+++ RELEVÉ +++

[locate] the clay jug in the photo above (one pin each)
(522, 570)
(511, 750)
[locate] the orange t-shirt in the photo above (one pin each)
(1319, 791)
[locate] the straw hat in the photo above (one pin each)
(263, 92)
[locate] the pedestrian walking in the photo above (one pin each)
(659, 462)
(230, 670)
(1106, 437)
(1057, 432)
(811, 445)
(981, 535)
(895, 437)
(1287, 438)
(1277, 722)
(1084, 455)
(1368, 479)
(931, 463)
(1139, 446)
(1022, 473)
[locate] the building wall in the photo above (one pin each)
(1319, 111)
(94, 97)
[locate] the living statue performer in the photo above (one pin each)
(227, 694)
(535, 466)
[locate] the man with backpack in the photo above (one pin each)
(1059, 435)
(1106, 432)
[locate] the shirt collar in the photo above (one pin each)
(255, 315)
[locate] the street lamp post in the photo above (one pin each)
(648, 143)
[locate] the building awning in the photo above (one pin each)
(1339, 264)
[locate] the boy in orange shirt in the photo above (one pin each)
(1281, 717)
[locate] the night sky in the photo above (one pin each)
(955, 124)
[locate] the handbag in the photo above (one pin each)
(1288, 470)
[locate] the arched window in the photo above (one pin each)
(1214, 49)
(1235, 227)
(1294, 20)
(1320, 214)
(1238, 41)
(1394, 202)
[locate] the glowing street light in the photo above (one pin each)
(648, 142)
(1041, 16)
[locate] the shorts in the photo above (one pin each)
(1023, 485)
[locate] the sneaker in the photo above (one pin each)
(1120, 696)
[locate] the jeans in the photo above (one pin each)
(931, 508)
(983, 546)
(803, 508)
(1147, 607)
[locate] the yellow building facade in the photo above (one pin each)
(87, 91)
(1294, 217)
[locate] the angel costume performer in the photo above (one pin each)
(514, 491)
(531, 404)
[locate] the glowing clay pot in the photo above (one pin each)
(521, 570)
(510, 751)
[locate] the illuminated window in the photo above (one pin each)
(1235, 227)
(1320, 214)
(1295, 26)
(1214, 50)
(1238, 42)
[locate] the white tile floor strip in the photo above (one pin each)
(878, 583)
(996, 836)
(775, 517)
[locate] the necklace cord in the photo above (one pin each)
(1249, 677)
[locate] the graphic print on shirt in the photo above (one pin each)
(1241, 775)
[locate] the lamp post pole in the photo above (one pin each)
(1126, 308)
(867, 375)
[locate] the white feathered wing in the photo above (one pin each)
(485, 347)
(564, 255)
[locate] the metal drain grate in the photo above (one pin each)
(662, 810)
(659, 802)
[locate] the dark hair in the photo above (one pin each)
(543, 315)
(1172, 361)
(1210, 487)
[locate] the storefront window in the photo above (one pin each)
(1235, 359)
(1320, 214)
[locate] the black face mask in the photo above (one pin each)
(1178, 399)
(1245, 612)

+++

*EXERCICE BREF*:
Mettez l'ensemble des enregistrements ci-dessus sous la forme d'une liste JSON de chaînes, à raison d'une chaîne par ligne, en omettant les lignes vides.

*CORRIGÉ*:
[
  "[locate] the clay jug in the photo above (one pin each)",
  "(522, 570)",
  "(511, 750)",
  "[locate] the orange t-shirt in the photo above (one pin each)",
  "(1319, 791)",
  "[locate] the straw hat in the photo above (one pin each)",
  "(263, 92)",
  "[locate] the pedestrian walking in the photo above (one pin each)",
  "(659, 462)",
  "(230, 670)",
  "(1106, 437)",
  "(1057, 432)",
  "(811, 445)",
  "(981, 535)",
  "(895, 437)",
  "(1287, 438)",
  "(1277, 722)",
  "(1084, 455)",
  "(1368, 479)",
  "(931, 463)",
  "(1139, 446)",
  "(1022, 473)",
  "[locate] the building wall in the photo above (one pin each)",
  "(1319, 111)",
  "(94, 97)",
  "[locate] the living statue performer in the photo above (one pin each)",
  "(227, 694)",
  "(535, 466)",
  "[locate] the man with backpack in the photo above (one pin each)",
  "(1059, 435)",
  "(1106, 432)",
  "[locate] the shirt collar in the photo above (one pin each)",
  "(255, 315)",
  "[locate] the street lamp post in the photo above (one pin each)",
  "(648, 143)",
  "[locate] the building awning in the photo above (one pin each)",
  "(1339, 264)",
  "[locate] the boy in orange shirt in the photo above (one pin each)",
  "(1281, 717)",
  "[locate] the night sky in the photo above (one pin each)",
  "(955, 124)",
  "[locate] the handbag in the photo above (one pin each)",
  "(1288, 470)",
  "[locate] the arched window in the photo above (one pin each)",
  "(1214, 49)",
  "(1235, 227)",
  "(1294, 20)",
  "(1320, 214)",
  "(1238, 41)",
  "(1394, 202)",
  "[locate] the glowing street light in the photo above (one pin each)",
  "(648, 142)",
  "(1041, 16)",
  "[locate] the shorts in the photo above (one pin each)",
  "(1023, 485)",
  "[locate] the sneaker in the photo above (one pin each)",
  "(1120, 696)",
  "[locate] the jeans in the photo above (one pin each)",
  "(931, 508)",
  "(983, 546)",
  "(803, 508)",
  "(1147, 607)",
  "[locate] the yellow building facade in the photo above (one pin each)",
  "(87, 91)",
  "(1294, 217)",
  "[locate] the angel costume performer in the photo above (one pin each)",
  "(514, 491)",
  "(531, 404)",
  "[locate] the glowing clay pot in the photo above (one pin each)",
  "(521, 570)",
  "(510, 751)",
  "[locate] the illuminated window in the photo above (one pin each)",
  "(1235, 227)",
  "(1320, 214)",
  "(1295, 26)",
  "(1214, 50)",
  "(1238, 42)",
  "[locate] the white tile floor strip in the photo above (one pin each)",
  "(878, 583)",
  "(996, 836)",
  "(775, 517)",
  "[locate] the necklace cord in the photo above (one pin each)",
  "(1249, 677)",
  "[locate] the graphic print on shirt in the photo above (one pin each)",
  "(1241, 775)",
  "[locate] the lamp post pole in the photo above (one pin each)",
  "(1126, 308)",
  "(867, 375)",
  "[locate] the white feathered wing in the photo above (one pin each)",
  "(485, 347)",
  "(564, 255)",
  "[locate] the metal drain grate in the photo above (one pin each)",
  "(662, 810)",
  "(659, 802)",
  "[locate] the dark hair in the photo above (one pin each)",
  "(543, 315)",
  "(1172, 361)",
  "(1210, 487)",
  "[locate] the storefront window in the photo above (one pin each)",
  "(1235, 359)",
  "(1320, 214)",
  "[locate] the black face mask in the photo above (one pin each)",
  "(1178, 399)",
  "(1245, 612)"
]